--- Vorliegender Textauszug ---

Sie haben gewissermaßen nachhaltig die Gräber dieser Welt geöffnet: Der Amerikaner George Romero zuerst mit seinem Schwarzweißklassiker DIE NACHT DER LEBENDEN TOTEN von 1968 und dann zehn Jahre später nochmal mit dem perfiden Blutbad ZOMBIE – beide so einflußreich, daß kein folgender Film um sie herumkam – und in Romeros Fahrwasser 1979 der Italiener Lucio Fulci, dessen WOODOO – DIE SCHRECKENSINSEL DER ZOMBIES (in Italien ganz unbekümmert als Sequel zum Romero-Streifen verkauft) dafür sorgte, daß aus der italienischen Horrorproduktion eine ganze Industrie wurde. Plötzlich wankten die Untoten mit bemerkenswerter Vehemenz regelmäßig über die Leinwand: Umberto Lenzi schickte seine flinken Viecher in GROSSANGRIFF DER ZOMBIES zum Angriff, Bruno Mattei zeigte uns die HÖLLE DER LEBENDEN TOTEN, Marino Girolami mischte ZOMBIES UNTER KANNIBALEN, Fulci selbst legte mit DIE GEISTERSTADT DER ZOMBIES und EIN ZOMBIE HING AM GLOCKENSEIL nach, und der gute alte Joe D’Amato verquickte, wie könnte es anders sein, Zombieterror mit Sexeinlagen: IN DER GEWALT DER ZOMBIES. Und freilich wäre dieser Widergänger-Zyklus ohne den vorliegenden Film unvollständig: DIE RÜCKKEHR DER ZOMBIES von Andrea Bianchi.

--- Ausgangsdaten ---

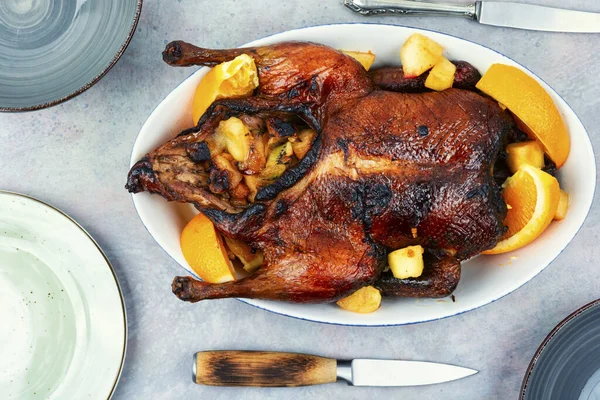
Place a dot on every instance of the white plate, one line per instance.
(484, 279)
(63, 329)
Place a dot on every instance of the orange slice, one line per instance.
(235, 78)
(204, 250)
(532, 198)
(535, 112)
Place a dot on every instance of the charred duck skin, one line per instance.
(386, 170)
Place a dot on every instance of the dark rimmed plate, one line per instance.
(52, 50)
(567, 364)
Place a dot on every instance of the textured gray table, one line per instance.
(76, 157)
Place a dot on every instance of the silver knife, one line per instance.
(273, 369)
(499, 13)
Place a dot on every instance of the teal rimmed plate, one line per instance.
(52, 50)
(63, 329)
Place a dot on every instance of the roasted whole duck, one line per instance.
(386, 170)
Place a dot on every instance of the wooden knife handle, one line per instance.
(262, 368)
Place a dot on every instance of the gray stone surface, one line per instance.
(76, 156)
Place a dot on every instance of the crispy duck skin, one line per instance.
(439, 279)
(386, 170)
(392, 78)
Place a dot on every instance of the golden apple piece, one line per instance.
(441, 76)
(419, 54)
(303, 142)
(523, 153)
(366, 59)
(251, 259)
(236, 137)
(364, 301)
(407, 262)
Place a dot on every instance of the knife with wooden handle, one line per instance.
(273, 369)
(498, 13)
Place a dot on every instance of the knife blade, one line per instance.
(275, 369)
(505, 14)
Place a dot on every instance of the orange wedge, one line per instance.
(535, 112)
(532, 198)
(203, 249)
(235, 78)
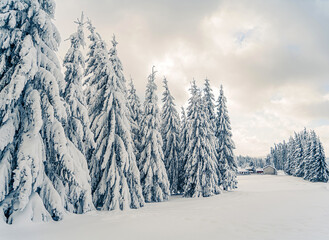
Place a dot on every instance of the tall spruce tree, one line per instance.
(201, 171)
(91, 64)
(183, 143)
(77, 127)
(316, 169)
(114, 172)
(170, 136)
(209, 99)
(43, 173)
(136, 117)
(225, 146)
(154, 178)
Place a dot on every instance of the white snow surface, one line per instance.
(263, 207)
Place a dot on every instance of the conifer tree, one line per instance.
(136, 116)
(226, 160)
(43, 173)
(77, 129)
(201, 179)
(154, 178)
(170, 136)
(316, 169)
(91, 64)
(183, 137)
(114, 172)
(290, 162)
(209, 99)
(300, 154)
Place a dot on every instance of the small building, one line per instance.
(250, 169)
(243, 172)
(269, 170)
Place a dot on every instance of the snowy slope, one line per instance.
(264, 207)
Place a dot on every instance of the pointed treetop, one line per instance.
(90, 27)
(80, 21)
(114, 42)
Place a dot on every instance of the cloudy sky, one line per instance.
(272, 57)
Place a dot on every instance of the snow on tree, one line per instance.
(201, 179)
(77, 127)
(290, 162)
(154, 178)
(209, 99)
(183, 137)
(91, 64)
(44, 173)
(170, 136)
(316, 169)
(226, 161)
(136, 116)
(113, 168)
(300, 154)
(303, 156)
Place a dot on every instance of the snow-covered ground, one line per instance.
(264, 207)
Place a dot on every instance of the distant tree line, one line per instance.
(83, 140)
(302, 156)
(246, 161)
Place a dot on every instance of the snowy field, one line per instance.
(264, 207)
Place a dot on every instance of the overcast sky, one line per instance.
(272, 57)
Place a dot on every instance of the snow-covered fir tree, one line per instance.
(304, 156)
(225, 146)
(316, 169)
(290, 162)
(77, 127)
(301, 154)
(113, 168)
(42, 172)
(154, 178)
(201, 170)
(183, 143)
(91, 64)
(170, 136)
(136, 116)
(209, 99)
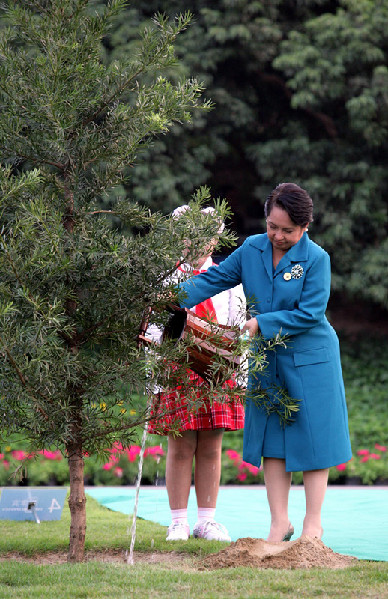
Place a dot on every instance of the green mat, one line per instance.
(355, 520)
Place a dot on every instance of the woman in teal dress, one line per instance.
(287, 278)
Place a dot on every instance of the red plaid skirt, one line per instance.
(172, 414)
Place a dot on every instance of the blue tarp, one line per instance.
(355, 520)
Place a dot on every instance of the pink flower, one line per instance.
(51, 455)
(133, 452)
(341, 466)
(116, 447)
(247, 466)
(155, 451)
(18, 454)
(363, 452)
(375, 456)
(233, 455)
(380, 447)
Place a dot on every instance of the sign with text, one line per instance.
(32, 504)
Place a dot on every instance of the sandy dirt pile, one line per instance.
(305, 552)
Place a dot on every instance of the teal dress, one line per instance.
(291, 299)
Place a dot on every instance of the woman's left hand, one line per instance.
(252, 326)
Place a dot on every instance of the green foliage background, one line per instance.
(300, 91)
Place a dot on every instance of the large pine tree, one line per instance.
(73, 287)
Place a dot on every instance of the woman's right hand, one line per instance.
(252, 326)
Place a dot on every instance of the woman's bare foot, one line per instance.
(280, 532)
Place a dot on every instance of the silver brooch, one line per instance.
(296, 271)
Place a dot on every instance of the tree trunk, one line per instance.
(77, 504)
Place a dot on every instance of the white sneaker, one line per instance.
(211, 530)
(178, 531)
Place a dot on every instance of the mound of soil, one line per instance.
(305, 552)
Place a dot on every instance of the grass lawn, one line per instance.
(179, 575)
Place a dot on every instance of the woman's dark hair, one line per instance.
(294, 200)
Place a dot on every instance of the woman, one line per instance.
(200, 432)
(288, 277)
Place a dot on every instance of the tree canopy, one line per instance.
(300, 93)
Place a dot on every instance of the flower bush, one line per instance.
(368, 466)
(120, 467)
(50, 467)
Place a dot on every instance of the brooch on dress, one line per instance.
(296, 273)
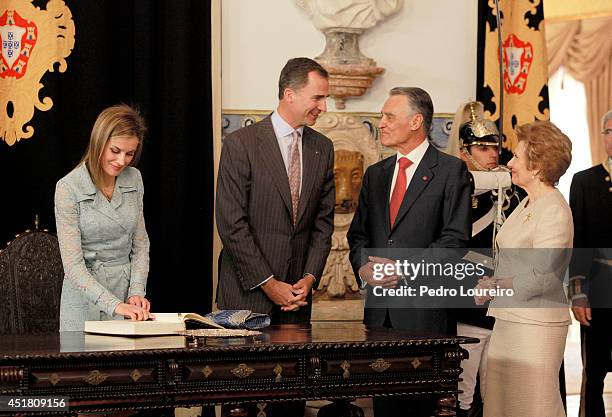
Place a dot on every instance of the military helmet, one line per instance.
(478, 131)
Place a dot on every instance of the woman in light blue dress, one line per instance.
(100, 225)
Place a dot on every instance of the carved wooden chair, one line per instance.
(31, 276)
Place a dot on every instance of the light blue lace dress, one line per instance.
(104, 246)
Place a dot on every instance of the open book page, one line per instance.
(133, 327)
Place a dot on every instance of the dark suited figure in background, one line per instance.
(591, 273)
(419, 198)
(275, 204)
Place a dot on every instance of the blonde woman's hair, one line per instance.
(548, 149)
(117, 120)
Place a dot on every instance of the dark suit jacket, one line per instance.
(435, 213)
(254, 215)
(591, 204)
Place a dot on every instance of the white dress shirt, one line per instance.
(283, 131)
(415, 156)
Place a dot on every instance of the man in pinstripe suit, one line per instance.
(275, 202)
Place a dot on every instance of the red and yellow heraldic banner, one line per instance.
(33, 42)
(524, 61)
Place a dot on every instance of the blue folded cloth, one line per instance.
(240, 319)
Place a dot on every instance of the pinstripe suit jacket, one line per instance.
(254, 215)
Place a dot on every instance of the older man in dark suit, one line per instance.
(275, 202)
(591, 273)
(418, 198)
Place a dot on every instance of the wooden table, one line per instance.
(326, 361)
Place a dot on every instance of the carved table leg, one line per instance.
(239, 410)
(446, 406)
(340, 408)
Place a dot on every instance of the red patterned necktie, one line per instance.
(294, 174)
(399, 190)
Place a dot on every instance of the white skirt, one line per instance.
(523, 370)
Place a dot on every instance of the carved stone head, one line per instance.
(348, 173)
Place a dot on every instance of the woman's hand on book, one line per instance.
(131, 311)
(139, 301)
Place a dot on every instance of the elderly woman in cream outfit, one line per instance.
(528, 340)
(100, 225)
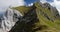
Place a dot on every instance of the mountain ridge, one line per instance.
(38, 18)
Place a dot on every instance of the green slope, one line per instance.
(49, 21)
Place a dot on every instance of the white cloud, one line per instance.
(56, 4)
(6, 3)
(43, 1)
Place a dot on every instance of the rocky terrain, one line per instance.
(37, 18)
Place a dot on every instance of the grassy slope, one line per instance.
(23, 9)
(53, 26)
(43, 20)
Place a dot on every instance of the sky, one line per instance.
(4, 4)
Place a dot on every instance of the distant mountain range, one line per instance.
(37, 18)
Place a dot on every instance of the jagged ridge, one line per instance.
(39, 18)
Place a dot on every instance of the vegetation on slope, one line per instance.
(38, 18)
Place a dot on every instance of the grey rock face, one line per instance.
(9, 19)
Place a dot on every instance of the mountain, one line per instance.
(37, 18)
(8, 19)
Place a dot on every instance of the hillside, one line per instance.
(37, 18)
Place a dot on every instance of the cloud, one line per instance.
(6, 3)
(56, 4)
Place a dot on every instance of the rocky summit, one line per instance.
(37, 18)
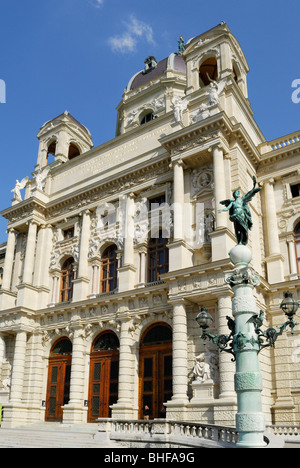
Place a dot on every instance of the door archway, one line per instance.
(59, 372)
(155, 370)
(104, 376)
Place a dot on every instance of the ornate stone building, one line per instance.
(113, 249)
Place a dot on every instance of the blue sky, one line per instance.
(59, 55)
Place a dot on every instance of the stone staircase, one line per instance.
(55, 435)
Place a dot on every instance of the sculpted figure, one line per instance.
(18, 187)
(239, 212)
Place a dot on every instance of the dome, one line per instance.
(174, 62)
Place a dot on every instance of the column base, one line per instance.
(179, 256)
(15, 415)
(127, 277)
(27, 296)
(74, 413)
(222, 241)
(274, 265)
(80, 291)
(8, 300)
(124, 411)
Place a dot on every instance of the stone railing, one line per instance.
(279, 143)
(141, 433)
(285, 430)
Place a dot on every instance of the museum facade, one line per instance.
(112, 251)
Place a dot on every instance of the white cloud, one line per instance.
(127, 42)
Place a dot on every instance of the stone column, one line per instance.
(127, 271)
(292, 256)
(84, 245)
(2, 352)
(274, 260)
(125, 406)
(81, 282)
(271, 218)
(55, 288)
(180, 380)
(143, 256)
(30, 253)
(74, 410)
(180, 256)
(178, 200)
(250, 421)
(226, 367)
(17, 380)
(9, 260)
(43, 253)
(96, 278)
(219, 186)
(222, 239)
(129, 231)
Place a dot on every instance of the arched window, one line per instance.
(51, 151)
(147, 118)
(158, 257)
(62, 347)
(297, 246)
(104, 376)
(107, 341)
(109, 265)
(73, 151)
(155, 370)
(208, 71)
(59, 378)
(67, 276)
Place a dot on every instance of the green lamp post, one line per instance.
(246, 338)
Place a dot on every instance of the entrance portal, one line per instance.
(104, 376)
(155, 374)
(58, 388)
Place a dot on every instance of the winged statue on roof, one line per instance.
(18, 187)
(239, 212)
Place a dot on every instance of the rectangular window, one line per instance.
(68, 233)
(295, 189)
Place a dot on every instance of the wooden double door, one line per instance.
(103, 384)
(155, 378)
(58, 391)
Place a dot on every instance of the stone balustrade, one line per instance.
(168, 433)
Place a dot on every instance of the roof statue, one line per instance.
(239, 212)
(181, 46)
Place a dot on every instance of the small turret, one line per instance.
(64, 138)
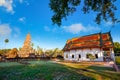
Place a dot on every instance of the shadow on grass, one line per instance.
(96, 72)
(40, 70)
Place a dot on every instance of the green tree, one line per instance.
(104, 9)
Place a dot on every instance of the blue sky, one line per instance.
(18, 17)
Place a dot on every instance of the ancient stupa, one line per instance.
(27, 48)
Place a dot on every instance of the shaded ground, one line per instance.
(48, 70)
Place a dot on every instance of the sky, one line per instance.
(20, 17)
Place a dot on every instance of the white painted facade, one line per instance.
(68, 55)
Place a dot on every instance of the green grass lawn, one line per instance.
(48, 70)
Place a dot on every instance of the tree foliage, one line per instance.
(91, 57)
(104, 9)
(116, 47)
(6, 40)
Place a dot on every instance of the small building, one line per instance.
(100, 45)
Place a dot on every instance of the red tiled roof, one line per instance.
(90, 41)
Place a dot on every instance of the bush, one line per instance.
(117, 59)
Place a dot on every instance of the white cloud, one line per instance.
(47, 28)
(23, 1)
(8, 5)
(16, 32)
(22, 19)
(74, 28)
(77, 28)
(5, 30)
(108, 23)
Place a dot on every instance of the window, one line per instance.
(72, 56)
(96, 55)
(79, 56)
(66, 55)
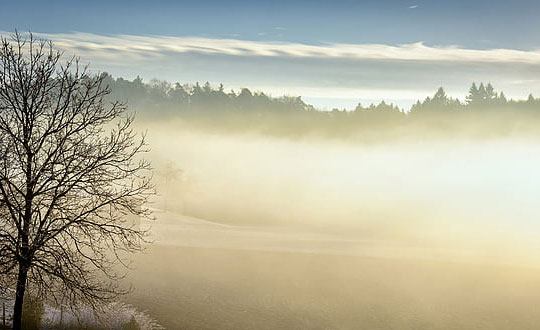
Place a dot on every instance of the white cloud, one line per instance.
(349, 72)
(122, 45)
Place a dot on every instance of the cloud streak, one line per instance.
(158, 45)
(326, 74)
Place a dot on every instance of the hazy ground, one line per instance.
(264, 233)
(225, 277)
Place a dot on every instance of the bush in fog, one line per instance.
(33, 310)
(117, 316)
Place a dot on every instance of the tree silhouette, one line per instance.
(69, 173)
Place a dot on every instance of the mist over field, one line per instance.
(270, 165)
(323, 233)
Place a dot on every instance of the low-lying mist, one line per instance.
(457, 199)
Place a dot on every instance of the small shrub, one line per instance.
(33, 310)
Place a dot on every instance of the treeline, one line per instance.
(209, 99)
(187, 98)
(483, 112)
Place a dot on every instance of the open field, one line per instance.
(260, 285)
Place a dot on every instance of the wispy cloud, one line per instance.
(355, 72)
(158, 45)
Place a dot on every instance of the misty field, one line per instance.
(227, 288)
(263, 233)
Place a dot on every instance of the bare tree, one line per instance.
(70, 169)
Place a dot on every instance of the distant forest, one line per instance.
(483, 110)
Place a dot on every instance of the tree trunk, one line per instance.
(19, 297)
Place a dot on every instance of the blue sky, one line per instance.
(465, 25)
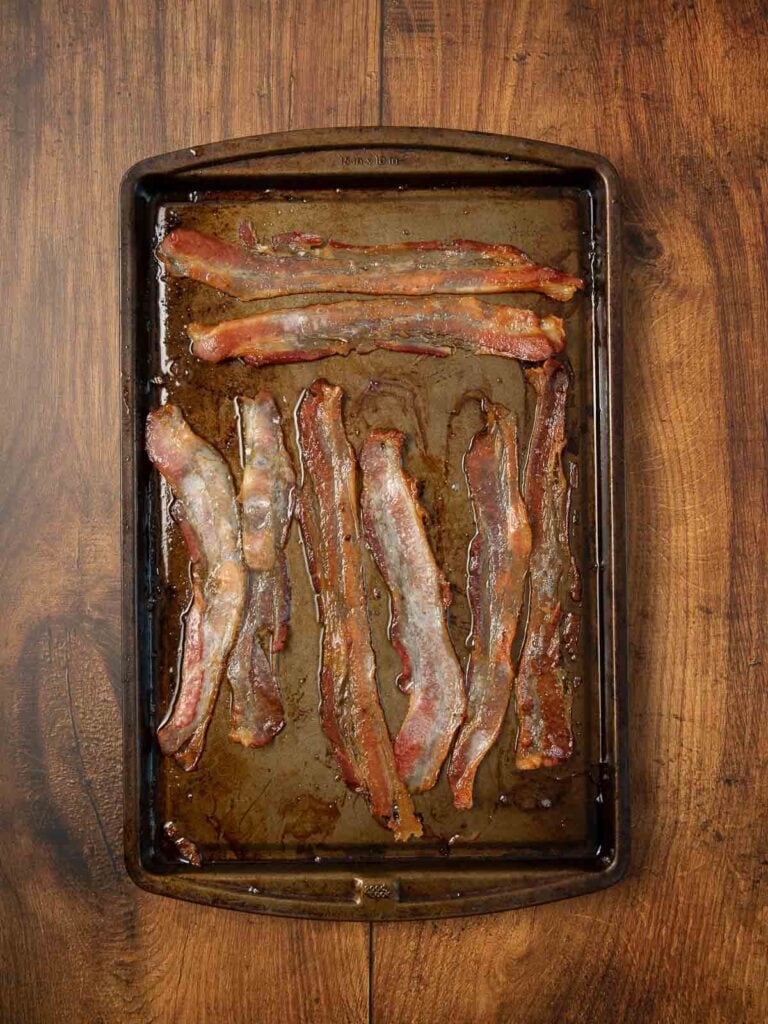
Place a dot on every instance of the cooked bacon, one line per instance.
(394, 523)
(496, 576)
(299, 263)
(543, 692)
(420, 326)
(266, 500)
(352, 718)
(207, 513)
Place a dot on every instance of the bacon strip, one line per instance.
(497, 567)
(545, 736)
(266, 500)
(394, 524)
(352, 718)
(207, 513)
(420, 326)
(305, 263)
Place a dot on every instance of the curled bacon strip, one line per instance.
(420, 326)
(393, 520)
(352, 717)
(545, 736)
(266, 499)
(498, 564)
(305, 263)
(207, 513)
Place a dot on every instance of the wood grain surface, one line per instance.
(674, 94)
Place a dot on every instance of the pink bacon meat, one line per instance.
(420, 326)
(497, 567)
(328, 510)
(545, 737)
(266, 500)
(206, 511)
(305, 263)
(394, 523)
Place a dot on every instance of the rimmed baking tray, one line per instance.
(273, 829)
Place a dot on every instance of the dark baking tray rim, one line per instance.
(346, 890)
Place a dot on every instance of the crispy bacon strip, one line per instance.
(299, 263)
(266, 500)
(545, 736)
(497, 567)
(394, 523)
(207, 513)
(420, 326)
(352, 718)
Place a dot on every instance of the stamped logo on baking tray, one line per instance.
(370, 160)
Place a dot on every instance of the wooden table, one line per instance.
(674, 94)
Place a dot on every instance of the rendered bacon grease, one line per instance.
(394, 523)
(328, 510)
(498, 565)
(300, 263)
(420, 326)
(206, 511)
(266, 500)
(545, 736)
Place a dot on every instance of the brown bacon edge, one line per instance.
(395, 531)
(303, 264)
(328, 512)
(497, 568)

---

◆ Zu bearbeitende Aufgaben:
**a.** Liste jede Zeile der Datensätze, in der das Wort „crispy“ vorkommt, unverändert auf, wobei Groß- und Kleinschreibung zu beachten ist.
**b.** Setze den Textauszug über Zombiefilme nach seinem letzten Satz fort.

◆ Lösungen:
**a.**
Place a dot on every instance of the crispy duck skin, one line per instance.
Place a dot on every instance of the crispy bacon strip, one line per instance.

**b.**
Bianchi hatte sich zuvor schon mit Streifen wie dem kleidungsarmen Giallo DER GEHEIMNISVOLLE KILLER und der Sex-und-Besessenheits-Mixtur MALABIMBA (mit dem preisverdächtigen deutschen Titel KOMM UND MACH’S MIT MIR) ausgiebigst im Exploitation-Kino niedergelassen. Zusammen mit Autor Piero Regnoli konzentrierte er sich in dieser Zombiesause auf die essentiellsten Bestandteile so einer Untotenparade: Menschen gegen Zombies – und erstere verlieren.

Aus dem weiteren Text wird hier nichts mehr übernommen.